# [TEXTAUSSCHNITT]
= = = =

Hier merkte man wie wichtig den Flandriens die Ronde ist, schon am Touristik Tag war an der Strecke einiges los, in vielen Vorgärten wurde gegrillt, man saß am Straßenrand und feuerte die sich vorbeischiebenden Massen an. An den Bergen mit den Großen Namen waren noch die letzten Vorbereitungen in den Festzelten und Bierwägen zugange aber auch hier warteten schon dutzende Leute.
Die drei Hauptberge meiner Route waren der Koppenberg, Paterberg und der Oude Kwaremont. Koppenberg und Paterberg konnte ich leider aufgrund meiner Strategie nicht bis oben hin durch fahren, da ich von den vorderen und dem vielen Verkehr ausgebremst und zum schieben gezwungen wurde.
Und hier wird auch schnell klar warum die Flandernrundfahrt unter den Profis aber auch unter den Amateuren so beliebt aber auch eine solche Herausforderung ist. Diese fiesen Stiche auf Kopfsteinpflaster gepaart mit dem Enthusiasmus der anderen und der Zuschauer drumherum machen das ganze Ereignis zu einer wirklich harten aber unglaublich euphorisierenden Erinnerung, die süchtig macht.

= = = =

Datensatzeinträge:
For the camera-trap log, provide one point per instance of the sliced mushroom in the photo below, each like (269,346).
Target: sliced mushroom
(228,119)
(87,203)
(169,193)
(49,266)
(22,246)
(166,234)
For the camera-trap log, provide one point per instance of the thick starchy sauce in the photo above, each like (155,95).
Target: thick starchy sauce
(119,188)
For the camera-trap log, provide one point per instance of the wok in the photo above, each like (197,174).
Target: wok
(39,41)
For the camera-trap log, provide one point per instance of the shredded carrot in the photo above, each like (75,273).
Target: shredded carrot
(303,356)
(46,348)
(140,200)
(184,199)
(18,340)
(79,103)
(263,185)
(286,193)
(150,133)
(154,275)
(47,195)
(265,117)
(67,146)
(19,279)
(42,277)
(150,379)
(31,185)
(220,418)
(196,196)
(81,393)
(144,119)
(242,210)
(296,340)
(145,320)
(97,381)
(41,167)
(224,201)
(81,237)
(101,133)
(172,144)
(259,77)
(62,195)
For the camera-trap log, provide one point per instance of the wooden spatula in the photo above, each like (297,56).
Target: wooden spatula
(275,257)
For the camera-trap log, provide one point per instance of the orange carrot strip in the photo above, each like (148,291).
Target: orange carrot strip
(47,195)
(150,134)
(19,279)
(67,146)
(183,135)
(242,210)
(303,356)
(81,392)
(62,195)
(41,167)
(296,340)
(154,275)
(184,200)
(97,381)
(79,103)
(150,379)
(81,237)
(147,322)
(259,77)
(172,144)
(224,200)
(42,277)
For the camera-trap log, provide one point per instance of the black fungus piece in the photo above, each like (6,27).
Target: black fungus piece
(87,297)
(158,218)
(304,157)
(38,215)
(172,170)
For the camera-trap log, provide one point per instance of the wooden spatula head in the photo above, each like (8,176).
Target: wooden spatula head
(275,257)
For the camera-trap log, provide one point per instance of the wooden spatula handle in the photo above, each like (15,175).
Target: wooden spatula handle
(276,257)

= = = =

# [AUFGABE 1]
Nenne die drei Hauptberge der Route, die im Textausschnitt zur Flandernrundfahrt aufgeführt werden.
# [AUFGABE 2]
Schreibe den Textausschnitt zur Flandernrundfahrt zwischen "Und hier wird" und "die süchtig macht.", einschließlich, neu und ersetze dabei "Kopfsteinpflaster" durch "Asphalt".
# [AUFGABE 3]
Prüfe, ob die folgenden Aussagen mit dem Textausschnitt zur Flandernrundfahrt übereinstimmen, und belege jede Antwort mit einem Zitat.
(a) Am Touristik Tag wurde in vielen Vorgärten gegrillt.
(b) Koppenberg und Paterberg wurden auf der Route bis oben hin durchgefahren.
(c) An den Bergen mit den großen Namen wartete noch niemand.
Die Daten werden zur Bearbeitung nicht gebraucht.

# [LÖSUNG 1]
Koppenberg, Paterberg, Oude Kwaremont

# [LÖSUNG 2]
Und hier wird auch schnell klar warum die Flandernrundfahrt unter den Profis aber auch unter den Amateuren so beliebt aber auch eine solche Herausforderung ist. Diese fiesen Stiche auf Asphalt gepaart mit dem Enthusiasmus der anderen und der Zuschauer drumherum machen das ganze Ereignis zu einer wirklich harten aber unglaublich euphorisierenden Erinnerung, die süchtig macht.

# [LÖSUNG 3]
(a) Ja: „in vielen Vorgärten wurde gegrillt“
(b) Nein: „Koppenberg und Paterberg konnte ich leider aufgrund meiner Strategie nicht bis oben hin durch fahren“
(c) Nein: „aber auch hier warteten schon dutzende Leute“